Nie bez znaczenia pozostają też sygnały płynące z rynku obligacji, takie jak inwersja krzywych rentowności niemal na całym świecie, która z niezwykłą skutecznością zapowiadała praktycznie każdą recesję w historii i to pełnoobjawową.  - Decyzje banków komercyjnych (nie tylko w USA) wskazujące na ostre zacieśnienie polityki kredytowej dla konsumentów i firm, również były doskonałym wskaźnikiem wyprzedzającym zmiany koniunktury gospodarczej. Do tego dochodzą historyczne analogie, jakie można było dostrzec od dłuższego czasu, między tym co działo się w ostatnich latach hossy na Wall Street, a tym jak przebiegała końcówka rynku byka w latach 90-tych ubiegłego wieku - dodaje.

krzywa

Dołek na S&P500 dopiero przed nami

Jarosław Niedzielewski przypomina, że dwie dekady temu pęknięcie bańki dotcomów było jedynie preludium do zakończenia najdłuższej w historii (trwającej 10 lat) hossy i ekspansji gospodarczej. Kłopoty spółek internetowych dopiero po 8-10 miesiącach przełożyły się na resztę gospodarki i od pierwszego kwartału 2001 zaczęła się w USA recesja, której towarzyszył istotny wzrost stopy bezrobocia. W drugiej połowie lat sześćdziesiątych ubiegłego wieku inwestorzy również rzucili się w wir giełdowych spekulacji, koncentrując swoją uwagę na branży nowych technologii (wtedy były to takie firmy jak IBM, czy HP).

- Dziś do analogicznej sytuacji może dojść na przełomie pierwszego i drugiego kwartału 2023 roku. Dlatego ostatecznego dołka bessy na rynku akcji należałoby oczekiwać dopiero kilka miesięcy później - uważa ekspert Investors TFI. -  Kwestia mocno zawyżonych wycen spółek, którą obserwowaliśmy w latach 2020-21, była poprzednio przedmiotem troski inwestorów, zarówno w pod koniec lat 90-tych, jaki i 60-tych XX wieku. Co więcej, we wszystkich tych trzech okresach gospodarczej ekspansji rynek pracy był zaskakująco silny, a wskaźniki zaufania konsumentów utrzymywały się w górnych granicach skali. Do czasu. Recesja zmieniła nastawienie konsumentów oraz przeświadczenie, że rynek pracy jest twierdzą nie do zdobycia. Zarówno w przypadku recesji z 1970 roku, jaki i tej z 2001 roku, indeks S&P500 spadał zanim fala zwolnień zalała kraj oraz w pierwszych miesiącach recesji - dodaje.

Jego zdaniem, gdyby potraktować obie analogie dosłownie i odnieść je do dzisiejszego rynku akcji, dołka na indeksie S&P500 należałoby oczekiwać w trzecim kwartale 2023 roku i w okolicach poziomu 3000 punktów.

### Dostarczone wiersze
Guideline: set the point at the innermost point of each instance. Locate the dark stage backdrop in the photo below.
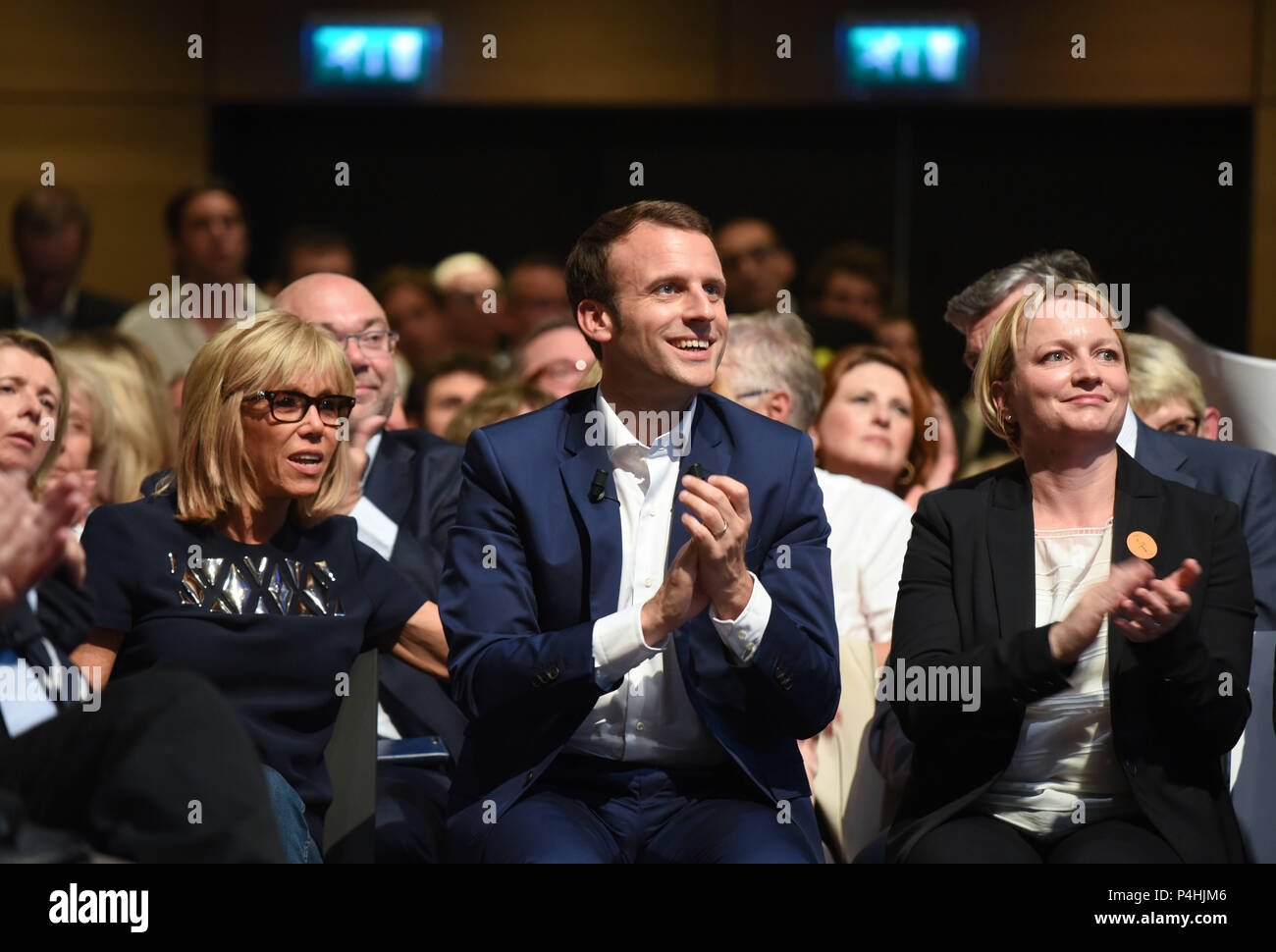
(1136, 190)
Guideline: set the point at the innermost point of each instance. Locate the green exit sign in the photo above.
(907, 56)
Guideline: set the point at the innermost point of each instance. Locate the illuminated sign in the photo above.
(345, 55)
(907, 56)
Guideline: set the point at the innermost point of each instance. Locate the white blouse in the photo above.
(1064, 769)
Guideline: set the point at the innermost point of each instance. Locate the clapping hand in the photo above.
(36, 534)
(1157, 607)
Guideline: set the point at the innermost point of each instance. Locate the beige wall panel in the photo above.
(90, 47)
(124, 160)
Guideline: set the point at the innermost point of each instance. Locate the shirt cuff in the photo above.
(619, 646)
(743, 634)
(375, 528)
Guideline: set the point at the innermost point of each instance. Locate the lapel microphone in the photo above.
(599, 488)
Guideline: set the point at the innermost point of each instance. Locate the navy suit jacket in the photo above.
(532, 563)
(415, 479)
(1238, 474)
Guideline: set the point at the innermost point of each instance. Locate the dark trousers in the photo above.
(411, 813)
(162, 772)
(587, 810)
(987, 840)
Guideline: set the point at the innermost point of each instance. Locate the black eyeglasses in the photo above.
(379, 340)
(292, 406)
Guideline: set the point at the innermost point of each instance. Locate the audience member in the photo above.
(447, 386)
(554, 356)
(1245, 476)
(756, 264)
(90, 443)
(116, 768)
(770, 366)
(145, 436)
(537, 291)
(403, 497)
(1022, 765)
(262, 592)
(503, 399)
(208, 242)
(51, 233)
(1165, 392)
(595, 734)
(847, 291)
(415, 311)
(473, 302)
(311, 249)
(876, 421)
(900, 336)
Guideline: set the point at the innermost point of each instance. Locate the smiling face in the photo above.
(867, 428)
(670, 295)
(1068, 388)
(28, 410)
(289, 459)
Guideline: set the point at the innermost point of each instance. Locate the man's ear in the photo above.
(1208, 425)
(777, 406)
(596, 322)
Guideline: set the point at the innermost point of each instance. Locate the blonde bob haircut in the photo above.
(1002, 349)
(42, 348)
(275, 351)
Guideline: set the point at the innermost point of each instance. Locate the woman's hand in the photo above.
(422, 643)
(1077, 632)
(1157, 607)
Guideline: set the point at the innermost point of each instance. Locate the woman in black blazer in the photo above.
(1118, 697)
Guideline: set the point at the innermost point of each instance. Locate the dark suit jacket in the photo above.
(92, 311)
(415, 479)
(1178, 704)
(532, 563)
(1246, 476)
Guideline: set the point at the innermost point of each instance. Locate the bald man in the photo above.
(403, 497)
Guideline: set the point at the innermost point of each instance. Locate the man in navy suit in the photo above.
(404, 504)
(639, 649)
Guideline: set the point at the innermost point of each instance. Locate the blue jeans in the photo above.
(290, 816)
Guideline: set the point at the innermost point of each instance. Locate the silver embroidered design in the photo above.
(258, 586)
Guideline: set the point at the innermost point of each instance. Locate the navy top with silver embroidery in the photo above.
(275, 627)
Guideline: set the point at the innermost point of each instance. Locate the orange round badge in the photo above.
(1141, 544)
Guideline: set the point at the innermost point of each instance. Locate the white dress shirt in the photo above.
(375, 528)
(1128, 437)
(868, 536)
(649, 717)
(1066, 755)
(378, 532)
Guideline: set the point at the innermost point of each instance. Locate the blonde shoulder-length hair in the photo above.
(275, 351)
(1002, 349)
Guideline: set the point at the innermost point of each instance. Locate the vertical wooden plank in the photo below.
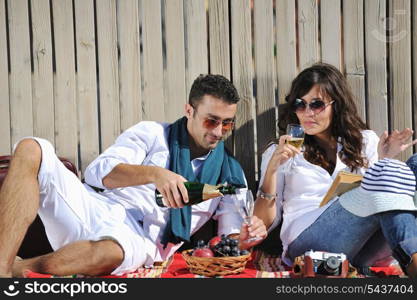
(153, 79)
(331, 29)
(376, 67)
(42, 79)
(20, 81)
(219, 42)
(264, 73)
(399, 68)
(414, 32)
(195, 40)
(286, 46)
(353, 30)
(175, 96)
(86, 81)
(5, 147)
(66, 114)
(242, 78)
(108, 71)
(219, 37)
(129, 67)
(308, 37)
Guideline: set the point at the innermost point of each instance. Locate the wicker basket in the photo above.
(215, 266)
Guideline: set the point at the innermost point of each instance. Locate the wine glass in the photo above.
(246, 211)
(296, 133)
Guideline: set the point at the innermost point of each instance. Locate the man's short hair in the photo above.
(214, 85)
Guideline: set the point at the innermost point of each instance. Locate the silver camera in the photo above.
(321, 264)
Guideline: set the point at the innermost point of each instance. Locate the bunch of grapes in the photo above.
(219, 246)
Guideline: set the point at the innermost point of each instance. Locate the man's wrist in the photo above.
(266, 196)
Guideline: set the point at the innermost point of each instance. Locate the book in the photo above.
(343, 182)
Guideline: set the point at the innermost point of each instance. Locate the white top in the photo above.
(300, 191)
(146, 144)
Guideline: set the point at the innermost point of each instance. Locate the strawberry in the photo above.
(203, 252)
(214, 241)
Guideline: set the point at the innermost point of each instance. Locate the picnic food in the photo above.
(198, 192)
(219, 265)
(214, 241)
(221, 246)
(203, 252)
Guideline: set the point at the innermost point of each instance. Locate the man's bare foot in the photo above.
(18, 267)
(412, 268)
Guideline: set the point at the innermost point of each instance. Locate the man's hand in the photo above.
(390, 146)
(256, 229)
(172, 188)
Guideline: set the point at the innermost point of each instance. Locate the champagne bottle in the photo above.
(198, 192)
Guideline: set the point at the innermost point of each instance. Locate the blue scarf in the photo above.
(219, 167)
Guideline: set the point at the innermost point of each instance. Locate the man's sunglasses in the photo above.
(316, 105)
(210, 124)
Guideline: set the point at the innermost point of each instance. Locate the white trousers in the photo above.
(72, 211)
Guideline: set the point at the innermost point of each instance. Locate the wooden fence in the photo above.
(79, 72)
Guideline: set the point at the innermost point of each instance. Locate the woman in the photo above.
(336, 139)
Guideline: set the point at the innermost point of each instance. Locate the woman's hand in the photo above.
(256, 228)
(390, 146)
(282, 153)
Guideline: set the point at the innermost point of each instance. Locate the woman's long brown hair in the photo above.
(346, 124)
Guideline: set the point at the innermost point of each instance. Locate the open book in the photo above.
(343, 182)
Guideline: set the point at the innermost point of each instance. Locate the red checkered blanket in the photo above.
(261, 265)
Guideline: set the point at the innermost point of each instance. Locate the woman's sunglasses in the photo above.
(210, 124)
(316, 105)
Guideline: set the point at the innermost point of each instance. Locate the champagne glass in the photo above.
(296, 133)
(246, 211)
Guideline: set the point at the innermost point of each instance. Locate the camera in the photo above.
(321, 264)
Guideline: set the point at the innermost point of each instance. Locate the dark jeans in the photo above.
(364, 240)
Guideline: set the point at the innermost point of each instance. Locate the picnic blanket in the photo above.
(261, 265)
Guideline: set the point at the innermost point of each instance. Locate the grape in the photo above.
(233, 242)
(244, 252)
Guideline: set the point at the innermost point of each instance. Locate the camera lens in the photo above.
(331, 265)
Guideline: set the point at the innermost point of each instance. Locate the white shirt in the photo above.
(300, 191)
(146, 144)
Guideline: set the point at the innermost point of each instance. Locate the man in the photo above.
(121, 228)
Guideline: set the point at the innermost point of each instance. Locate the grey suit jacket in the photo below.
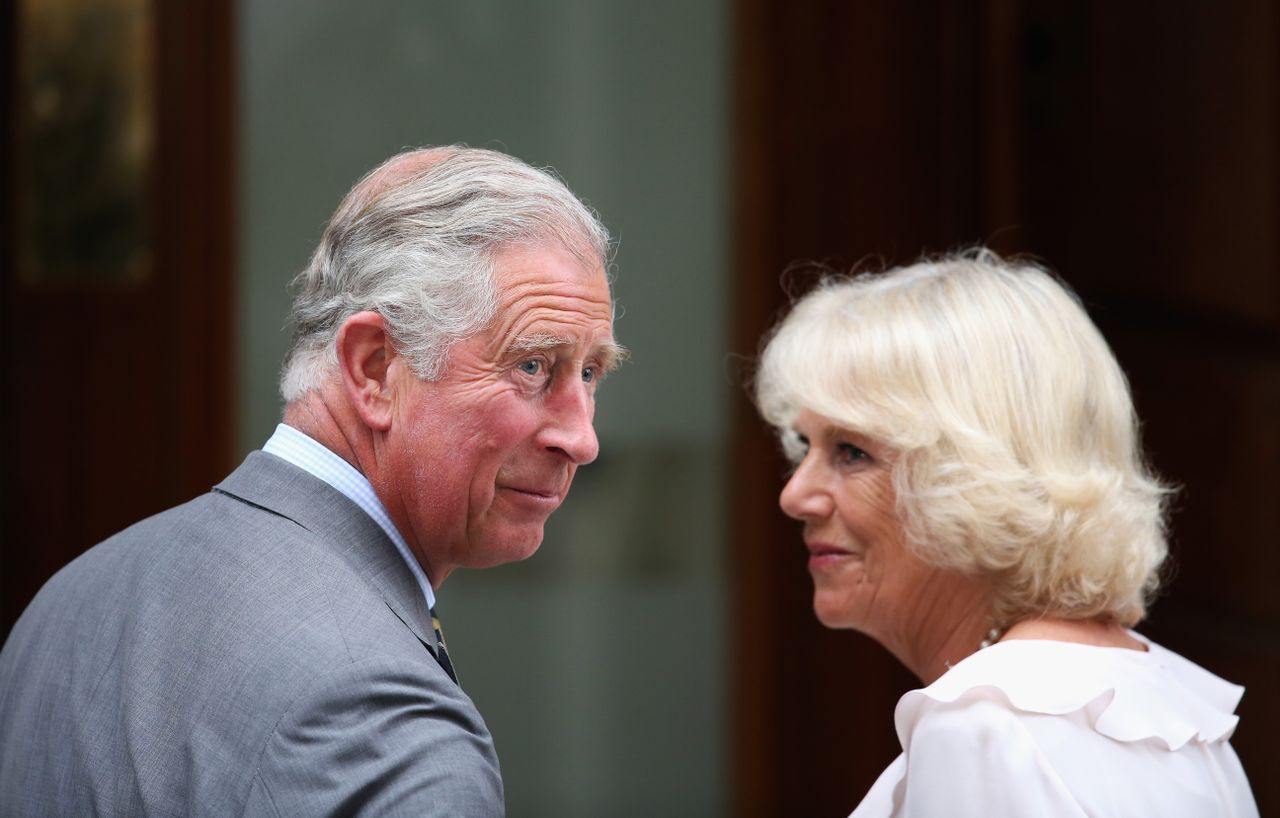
(260, 650)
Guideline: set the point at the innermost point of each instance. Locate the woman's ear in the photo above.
(365, 353)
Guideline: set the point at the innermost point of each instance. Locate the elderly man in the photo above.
(270, 648)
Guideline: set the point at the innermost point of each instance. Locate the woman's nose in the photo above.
(804, 497)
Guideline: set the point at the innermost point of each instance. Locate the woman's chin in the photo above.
(833, 612)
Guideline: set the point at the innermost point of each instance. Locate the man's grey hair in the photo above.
(415, 241)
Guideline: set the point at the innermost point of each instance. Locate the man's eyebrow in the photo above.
(611, 353)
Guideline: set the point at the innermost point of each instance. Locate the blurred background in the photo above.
(168, 167)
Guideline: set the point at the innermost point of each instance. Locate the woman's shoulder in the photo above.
(1127, 695)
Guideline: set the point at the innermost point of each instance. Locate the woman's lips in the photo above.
(823, 556)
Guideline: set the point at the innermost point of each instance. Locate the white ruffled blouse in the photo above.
(1036, 727)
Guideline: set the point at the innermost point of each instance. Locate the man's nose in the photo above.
(803, 497)
(570, 424)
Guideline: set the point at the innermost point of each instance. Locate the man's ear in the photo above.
(365, 353)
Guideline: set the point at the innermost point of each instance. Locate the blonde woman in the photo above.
(973, 494)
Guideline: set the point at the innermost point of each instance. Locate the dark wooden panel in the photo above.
(118, 400)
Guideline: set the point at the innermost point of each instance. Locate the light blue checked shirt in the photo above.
(310, 456)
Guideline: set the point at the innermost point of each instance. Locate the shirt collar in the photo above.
(309, 455)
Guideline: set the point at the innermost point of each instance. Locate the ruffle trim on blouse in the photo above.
(1128, 695)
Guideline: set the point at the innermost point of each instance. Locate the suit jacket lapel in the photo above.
(282, 488)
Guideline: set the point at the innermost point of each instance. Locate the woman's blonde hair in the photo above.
(1018, 444)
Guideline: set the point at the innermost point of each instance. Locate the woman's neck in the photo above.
(1080, 631)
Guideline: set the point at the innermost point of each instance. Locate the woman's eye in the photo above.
(850, 453)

### Polecenie
Proszę przepisać wiernie część tekstu o recesji i rynku akcji, zaczynając od słów „Jarosław Niedzielewski przypomina, że” i kończąc na słowach „IBM, czy HP).”.

### Odpowiedź
Jarosław Niedzielewski przypomina, że dwie dekady temu pęknięcie bańki dotcomów było jedynie preludium do zakończenia najdłuższej w historii (trwającej 10 lat) hossy i ekspansji gospodarczej. Kłopoty spółek internetowych dopiero po 8-10 miesiącach przełożyły się na resztę gospodarki i od pierwszego kwartału 2001 zaczęła się w USA recesja, której towarzyszył istotny wzrost stopy bezrobocia. W drugiej połowie lat sześćdziesiątych ubiegłego wieku inwestorzy również rzucili się w wir giełdowych spekulacji, koncentrując swoją uwagę na branży nowych technologii (wtedy były to takie firmy jak IBM, czy HP).